*EXCERPTED TEXT*.
--------

Schematic workflow adopted to develop CovProt. Data mining and data curation were done to select the data sets. Raw data were downloaded from PRIDE or Proteome Exchange. Reanalysis of the collected data was performed using a combination of tools that included MaxQuant, PRIDE, and Peptide uniqueness checker. Reanalyzed data sets were uploaded on the portal and data visualization of the results was done in the form of box plots and bar plots. In total, six data sets were used for the development of the portal at this time that comprised 2725 proteins and 37,125 peptides.

Table 2.

Parameters Used for Reanalysis of the Data Sets

MaxQuant parameters
Variable modifications	Oxidation (M), Acetyl (Protein N-term)
Fixed modifications	Carbamidomethyl (C)
Enzyme for digestion	Trypsin/P
Max. missed cleavages	2
Min. peptide length for unspecific search	8
Max. peptide length for unspecific search	25
Peptides for quantification	Unique+razor
PSM FDR	0.01
Protein FDR	0.01
Min. unique peptides for identification	1
Match between runs	Yes

Perseus protein parameters
Filter reverse	+(Remove matching rows)
Filter potential contaminant	+(Remove matching rows)
Filter by score x	Retain x > 0
Missing values	<30%
Transformations	log₂(x)
Normalization	Median subtraction
Missing value imputation	KNN algorithm (k = 15)

Perseus output files were further annotated in a common format for all the data sets and uploaded to the developed portal in association with the peptide uniqueness information. Peptides acquired from the analysis were checked for uniqueness using an online tool Peptide uniqueness checker implemented in neXtProt, which classifies the peptides as unique, pseudo unique, nonunique, and identical sequences. Most of the peptides were categorized in the unique group (Supplementary Table S1).

--------

*Referring expression grounding data*.
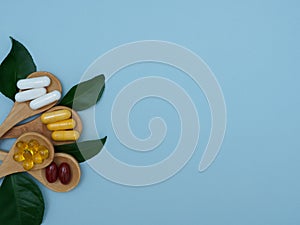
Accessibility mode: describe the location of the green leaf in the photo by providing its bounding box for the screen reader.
[0,37,36,101]
[0,173,45,225]
[59,74,105,111]
[54,137,107,163]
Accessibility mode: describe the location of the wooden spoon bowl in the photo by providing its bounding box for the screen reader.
[0,132,54,178]
[0,71,62,137]
[28,153,81,192]
[1,106,82,145]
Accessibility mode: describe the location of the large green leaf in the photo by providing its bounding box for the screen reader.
[54,137,107,162]
[59,74,105,111]
[0,37,36,101]
[0,173,45,225]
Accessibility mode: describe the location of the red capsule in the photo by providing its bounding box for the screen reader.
[58,163,71,184]
[46,162,58,183]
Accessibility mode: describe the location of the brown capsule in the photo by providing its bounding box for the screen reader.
[46,162,58,183]
[58,162,71,184]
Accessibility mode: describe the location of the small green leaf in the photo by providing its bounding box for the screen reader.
[0,37,36,101]
[0,173,45,225]
[59,74,105,111]
[54,137,107,163]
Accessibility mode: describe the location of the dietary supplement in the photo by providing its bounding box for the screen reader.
[41,109,71,124]
[41,109,80,141]
[17,76,51,89]
[45,162,58,183]
[13,139,49,170]
[45,162,72,185]
[15,88,47,102]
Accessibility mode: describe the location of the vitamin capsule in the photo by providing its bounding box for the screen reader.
[51,130,80,141]
[14,152,25,162]
[29,90,61,110]
[17,76,51,89]
[45,162,58,183]
[32,153,43,164]
[58,163,71,184]
[47,119,76,130]
[28,139,40,151]
[16,141,28,152]
[23,150,32,159]
[15,88,47,102]
[38,145,49,159]
[41,109,71,124]
[23,159,34,170]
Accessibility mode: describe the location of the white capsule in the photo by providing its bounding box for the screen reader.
[15,88,47,102]
[29,90,61,110]
[17,76,51,89]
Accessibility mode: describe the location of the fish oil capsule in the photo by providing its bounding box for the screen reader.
[14,152,25,162]
[41,109,71,124]
[51,130,80,141]
[23,150,32,159]
[29,90,61,110]
[47,119,76,130]
[23,159,34,170]
[15,88,47,102]
[38,145,49,159]
[17,76,51,89]
[28,139,40,151]
[16,141,28,151]
[32,153,44,164]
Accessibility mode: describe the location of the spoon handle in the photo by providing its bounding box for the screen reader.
[1,120,42,139]
[0,150,8,161]
[0,104,28,137]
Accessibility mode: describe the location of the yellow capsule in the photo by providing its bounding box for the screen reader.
[32,153,43,164]
[16,141,28,151]
[14,152,25,162]
[23,150,32,159]
[38,145,49,159]
[52,130,80,141]
[23,159,34,170]
[41,109,71,124]
[47,119,76,130]
[28,139,40,150]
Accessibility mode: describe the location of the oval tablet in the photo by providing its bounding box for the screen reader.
[51,130,80,141]
[17,76,51,89]
[47,119,76,131]
[41,109,71,124]
[29,90,61,110]
[15,88,47,102]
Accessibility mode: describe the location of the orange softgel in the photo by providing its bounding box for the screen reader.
[14,139,49,170]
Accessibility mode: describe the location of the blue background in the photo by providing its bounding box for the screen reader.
[0,0,300,225]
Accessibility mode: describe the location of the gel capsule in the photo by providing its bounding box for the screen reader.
[29,90,61,110]
[15,88,47,102]
[17,76,51,89]
[41,109,71,124]
[52,130,80,141]
[47,119,76,130]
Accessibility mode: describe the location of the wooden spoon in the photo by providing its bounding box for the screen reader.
[0,132,54,178]
[1,106,82,145]
[0,71,62,137]
[0,151,81,192]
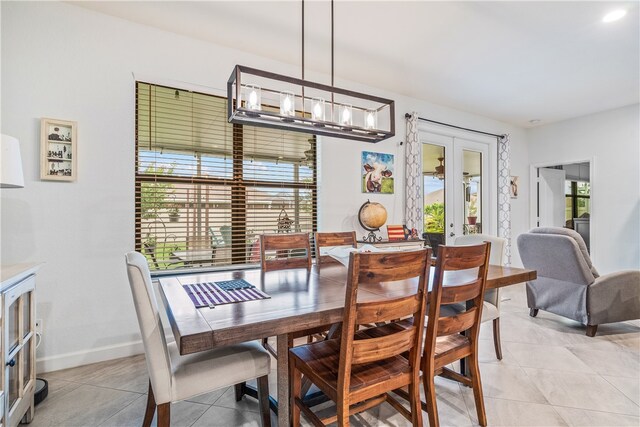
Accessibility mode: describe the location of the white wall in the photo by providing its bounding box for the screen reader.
[1,2,528,371]
[527,104,640,274]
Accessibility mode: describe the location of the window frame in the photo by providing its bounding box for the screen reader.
[134,80,318,276]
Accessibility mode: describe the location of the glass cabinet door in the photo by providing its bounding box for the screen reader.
[2,279,35,425]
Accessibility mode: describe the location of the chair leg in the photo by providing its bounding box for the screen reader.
[493,317,502,360]
[258,375,271,427]
[234,382,246,402]
[289,360,303,427]
[409,375,422,427]
[469,354,487,427]
[422,371,440,427]
[142,381,156,427]
[338,399,349,427]
[158,402,171,427]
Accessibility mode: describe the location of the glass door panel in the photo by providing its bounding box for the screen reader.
[5,351,21,414]
[462,150,482,235]
[421,133,496,246]
[5,298,20,352]
[21,292,31,337]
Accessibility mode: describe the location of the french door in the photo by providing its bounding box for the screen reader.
[420,132,497,244]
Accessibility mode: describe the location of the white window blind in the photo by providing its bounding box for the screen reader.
[135,82,317,270]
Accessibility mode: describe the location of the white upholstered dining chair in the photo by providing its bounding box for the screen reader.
[125,252,271,427]
[454,234,507,360]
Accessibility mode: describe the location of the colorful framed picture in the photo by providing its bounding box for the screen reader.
[360,151,393,194]
[40,119,78,181]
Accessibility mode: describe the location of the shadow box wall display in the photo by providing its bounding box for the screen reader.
[40,119,78,181]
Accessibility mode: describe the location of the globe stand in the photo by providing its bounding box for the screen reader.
[362,229,382,243]
[358,200,387,243]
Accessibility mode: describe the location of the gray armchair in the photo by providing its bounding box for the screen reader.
[518,227,640,337]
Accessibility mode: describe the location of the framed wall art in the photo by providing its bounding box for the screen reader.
[40,118,78,181]
[360,151,393,194]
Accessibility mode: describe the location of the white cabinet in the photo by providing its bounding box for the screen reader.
[0,264,39,427]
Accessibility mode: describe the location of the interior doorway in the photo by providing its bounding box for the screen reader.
[531,161,593,252]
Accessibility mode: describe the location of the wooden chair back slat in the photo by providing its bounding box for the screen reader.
[356,295,420,325]
[437,307,478,337]
[314,231,358,264]
[440,280,482,305]
[421,242,491,426]
[423,242,491,352]
[260,233,311,272]
[351,326,416,365]
[357,251,424,283]
[338,249,431,392]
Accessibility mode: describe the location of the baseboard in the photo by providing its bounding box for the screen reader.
[36,341,144,374]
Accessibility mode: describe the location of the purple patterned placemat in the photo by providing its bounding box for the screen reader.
[182,282,271,308]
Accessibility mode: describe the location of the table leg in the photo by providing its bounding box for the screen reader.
[277,334,291,427]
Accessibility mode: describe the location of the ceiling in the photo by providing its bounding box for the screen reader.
[73,0,640,127]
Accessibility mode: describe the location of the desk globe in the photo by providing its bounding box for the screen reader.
[358,200,387,242]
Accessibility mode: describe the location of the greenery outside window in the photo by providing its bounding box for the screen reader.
[135,82,317,270]
[565,181,591,228]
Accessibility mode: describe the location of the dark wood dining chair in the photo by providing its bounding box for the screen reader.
[314,231,358,265]
[260,233,312,359]
[260,233,311,272]
[289,249,430,426]
[421,242,491,427]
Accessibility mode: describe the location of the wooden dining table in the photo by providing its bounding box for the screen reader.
[159,264,536,426]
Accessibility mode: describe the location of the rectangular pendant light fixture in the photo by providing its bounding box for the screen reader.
[227,65,395,143]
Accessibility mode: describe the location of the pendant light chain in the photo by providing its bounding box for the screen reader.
[331,0,336,89]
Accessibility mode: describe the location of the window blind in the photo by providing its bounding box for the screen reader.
[135,82,317,270]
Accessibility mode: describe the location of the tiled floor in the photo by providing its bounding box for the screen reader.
[31,285,640,427]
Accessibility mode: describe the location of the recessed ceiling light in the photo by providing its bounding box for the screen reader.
[602,9,627,22]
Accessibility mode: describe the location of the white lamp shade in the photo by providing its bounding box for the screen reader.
[0,134,24,188]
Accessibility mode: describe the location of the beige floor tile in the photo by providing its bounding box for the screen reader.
[215,387,264,412]
[523,368,638,415]
[472,363,547,403]
[100,395,209,427]
[187,387,229,405]
[555,406,640,427]
[507,343,595,374]
[465,393,567,427]
[569,346,640,378]
[38,375,82,407]
[602,375,640,406]
[193,405,277,427]
[29,385,140,427]
[42,355,149,393]
[478,338,518,365]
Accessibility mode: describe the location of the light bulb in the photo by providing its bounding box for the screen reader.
[311,98,324,121]
[244,85,261,110]
[280,92,296,116]
[342,108,351,124]
[602,9,627,23]
[364,110,378,129]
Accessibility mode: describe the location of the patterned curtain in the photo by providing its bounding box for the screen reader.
[498,135,511,265]
[405,112,424,234]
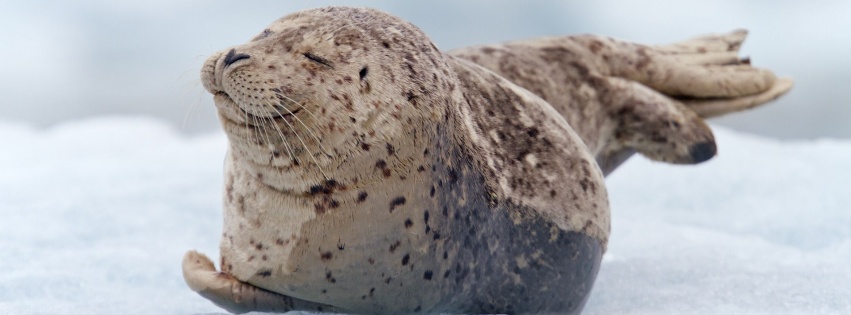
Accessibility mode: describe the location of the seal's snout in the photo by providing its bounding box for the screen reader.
[689,141,718,163]
[224,49,251,67]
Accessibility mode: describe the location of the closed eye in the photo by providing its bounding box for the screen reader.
[304,53,334,68]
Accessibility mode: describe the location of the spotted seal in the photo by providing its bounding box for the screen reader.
[183,7,796,314]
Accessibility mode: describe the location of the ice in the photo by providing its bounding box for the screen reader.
[0,117,851,314]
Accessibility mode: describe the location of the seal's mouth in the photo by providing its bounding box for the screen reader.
[216,92,304,128]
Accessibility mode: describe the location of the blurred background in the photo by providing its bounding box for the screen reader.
[0,0,851,139]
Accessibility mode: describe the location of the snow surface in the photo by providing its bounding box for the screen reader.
[0,117,851,314]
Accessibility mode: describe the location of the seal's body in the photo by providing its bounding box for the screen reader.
[183,7,796,313]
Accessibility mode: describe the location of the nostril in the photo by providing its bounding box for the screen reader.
[225,49,251,67]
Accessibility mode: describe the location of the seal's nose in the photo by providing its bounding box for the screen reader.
[224,49,251,67]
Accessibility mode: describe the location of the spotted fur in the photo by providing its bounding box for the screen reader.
[183,7,792,314]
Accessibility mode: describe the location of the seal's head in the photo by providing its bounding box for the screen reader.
[201,7,460,192]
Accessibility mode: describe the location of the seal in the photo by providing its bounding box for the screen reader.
[183,7,796,314]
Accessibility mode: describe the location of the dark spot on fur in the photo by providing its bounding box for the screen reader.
[310,179,339,195]
[390,241,402,253]
[303,52,334,69]
[390,196,406,212]
[255,270,272,278]
[526,127,538,138]
[358,66,369,81]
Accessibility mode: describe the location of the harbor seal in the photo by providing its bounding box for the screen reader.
[183,7,796,314]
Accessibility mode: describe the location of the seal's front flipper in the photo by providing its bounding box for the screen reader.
[598,78,716,165]
[183,250,335,314]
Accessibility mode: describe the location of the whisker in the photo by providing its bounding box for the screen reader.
[272,92,330,155]
[268,98,329,180]
[263,107,301,164]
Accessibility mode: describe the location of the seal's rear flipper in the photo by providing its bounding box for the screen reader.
[183,250,335,314]
[598,78,716,166]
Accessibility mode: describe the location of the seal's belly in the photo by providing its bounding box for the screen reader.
[222,152,602,313]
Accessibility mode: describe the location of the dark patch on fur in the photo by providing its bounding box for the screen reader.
[390,196,406,213]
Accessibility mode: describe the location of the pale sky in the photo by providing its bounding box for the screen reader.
[0,0,851,138]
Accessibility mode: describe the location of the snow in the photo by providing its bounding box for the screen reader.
[0,117,851,314]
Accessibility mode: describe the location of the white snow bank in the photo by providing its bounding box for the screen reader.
[0,118,851,314]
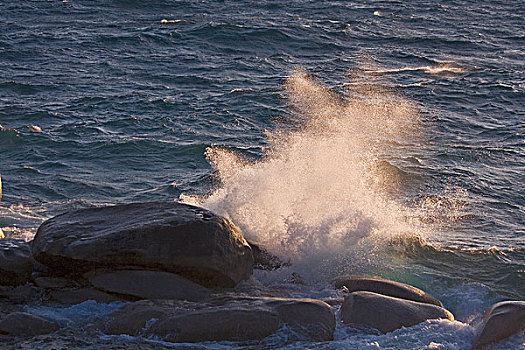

--------

*PROBLEM*. Revise the excerpted text on the CovProt reanalysis, starting with "Perseus protein parameters" and going on through "(Supplementary Table S1).", so that "Mean subtraction" takes the place of "Median subtraction".

*FINAL ANSWER*.
Perseus protein parameters
Filter reverse	+(Remove matching rows)
Filter potential contaminant	+(Remove matching rows)
Filter by score x	Retain x > 0
Missing values	<30%
Transformations	log₂(x)
Normalization	Mean subtraction
Missing value imputation	KNN algorithm (k = 15)

Perseus output files were further annotated in a common format for all the data sets and uploaded to the developed portal in association with the peptide uniqueness information. Peptides acquired from the analysis were checked for uniqueness using an online tool Peptide uniqueness checker implemented in neXtProt, which classifies the peptides as unique, pseudo unique, nonunique, and identical sequences. Most of the peptides were categorized in the unique group (Supplementary Table S1).